■ Work request
At the line with "Where can the racing", start repeating the data, and continue line by line through the final line, exactly.

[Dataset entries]

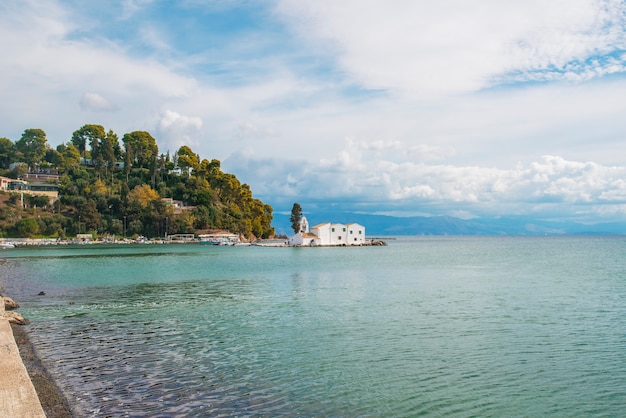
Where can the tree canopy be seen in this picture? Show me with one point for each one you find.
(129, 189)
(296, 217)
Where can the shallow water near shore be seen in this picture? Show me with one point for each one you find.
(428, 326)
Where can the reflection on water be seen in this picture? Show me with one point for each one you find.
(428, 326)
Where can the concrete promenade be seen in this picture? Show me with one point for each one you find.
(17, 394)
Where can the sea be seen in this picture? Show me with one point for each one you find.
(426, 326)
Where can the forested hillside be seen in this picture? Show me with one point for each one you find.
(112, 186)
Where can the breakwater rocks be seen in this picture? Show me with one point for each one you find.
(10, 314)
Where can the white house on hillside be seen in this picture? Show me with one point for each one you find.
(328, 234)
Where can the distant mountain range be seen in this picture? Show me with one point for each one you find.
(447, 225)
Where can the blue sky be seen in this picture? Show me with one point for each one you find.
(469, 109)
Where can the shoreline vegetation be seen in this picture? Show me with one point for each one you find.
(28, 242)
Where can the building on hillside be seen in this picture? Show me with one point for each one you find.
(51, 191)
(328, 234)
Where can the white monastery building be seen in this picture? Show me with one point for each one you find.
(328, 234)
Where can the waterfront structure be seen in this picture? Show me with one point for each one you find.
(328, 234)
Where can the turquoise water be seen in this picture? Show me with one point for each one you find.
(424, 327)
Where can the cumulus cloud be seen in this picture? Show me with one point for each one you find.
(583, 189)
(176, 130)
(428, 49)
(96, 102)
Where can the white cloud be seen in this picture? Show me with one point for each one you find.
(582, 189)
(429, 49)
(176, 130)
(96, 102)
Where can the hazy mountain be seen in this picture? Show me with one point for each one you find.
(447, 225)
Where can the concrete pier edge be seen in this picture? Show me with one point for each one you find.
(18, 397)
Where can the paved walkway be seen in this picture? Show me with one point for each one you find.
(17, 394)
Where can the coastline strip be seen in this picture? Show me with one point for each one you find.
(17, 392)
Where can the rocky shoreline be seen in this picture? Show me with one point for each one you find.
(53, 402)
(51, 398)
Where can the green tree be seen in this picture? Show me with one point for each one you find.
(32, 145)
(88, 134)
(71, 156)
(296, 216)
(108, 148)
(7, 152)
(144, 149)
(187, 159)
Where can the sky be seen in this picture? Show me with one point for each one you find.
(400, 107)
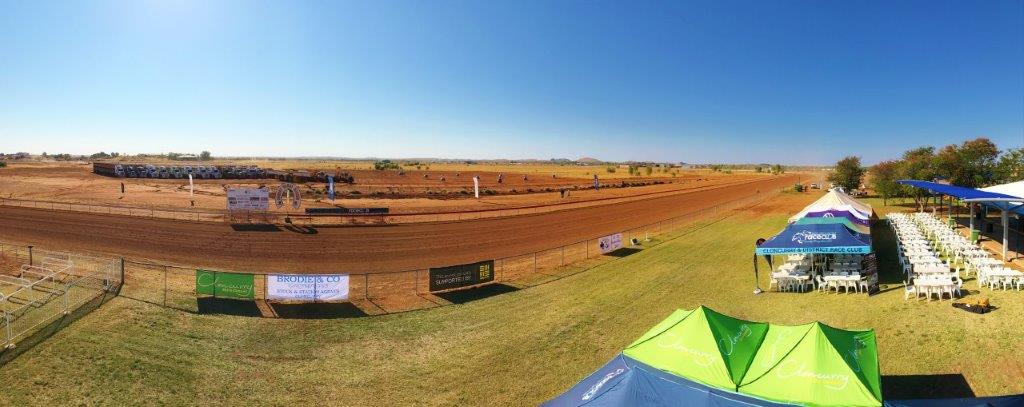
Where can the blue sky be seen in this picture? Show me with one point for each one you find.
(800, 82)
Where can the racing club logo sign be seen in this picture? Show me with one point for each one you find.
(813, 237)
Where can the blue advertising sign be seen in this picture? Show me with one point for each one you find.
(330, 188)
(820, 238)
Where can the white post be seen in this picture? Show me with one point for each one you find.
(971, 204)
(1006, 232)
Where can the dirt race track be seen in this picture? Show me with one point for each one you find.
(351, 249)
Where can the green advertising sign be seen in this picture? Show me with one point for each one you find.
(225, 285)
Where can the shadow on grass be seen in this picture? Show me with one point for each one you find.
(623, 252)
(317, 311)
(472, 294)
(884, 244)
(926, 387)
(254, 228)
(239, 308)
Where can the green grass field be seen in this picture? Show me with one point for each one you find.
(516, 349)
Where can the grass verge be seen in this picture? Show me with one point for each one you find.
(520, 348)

■ Solution below
Where can the racing club logo sign be seen in this picture? Show me with one point for each one you find.
(813, 237)
Where can the blue advertising sign be seen in this picture? Show me with one point for each one you find.
(330, 188)
(820, 238)
Where can the white post be seen in this picture? Show me with one point for each one you find.
(971, 204)
(1006, 232)
Where can the dirt race track be seen in this picture? Show me with one point for each one you find.
(351, 249)
Where can the green advertising sign be seen in this picture? Show me with one point for each one you find.
(225, 285)
Where can the shadow on grass be seen in this picture? Show me with one point for each one you find.
(623, 252)
(317, 311)
(472, 294)
(884, 244)
(926, 387)
(254, 228)
(239, 308)
Where can the green grass field be seen in this picture? Show me with one point for each one you find.
(516, 349)
Where can the grass verge be seen in this picture? Show me with one point for each one you find.
(520, 348)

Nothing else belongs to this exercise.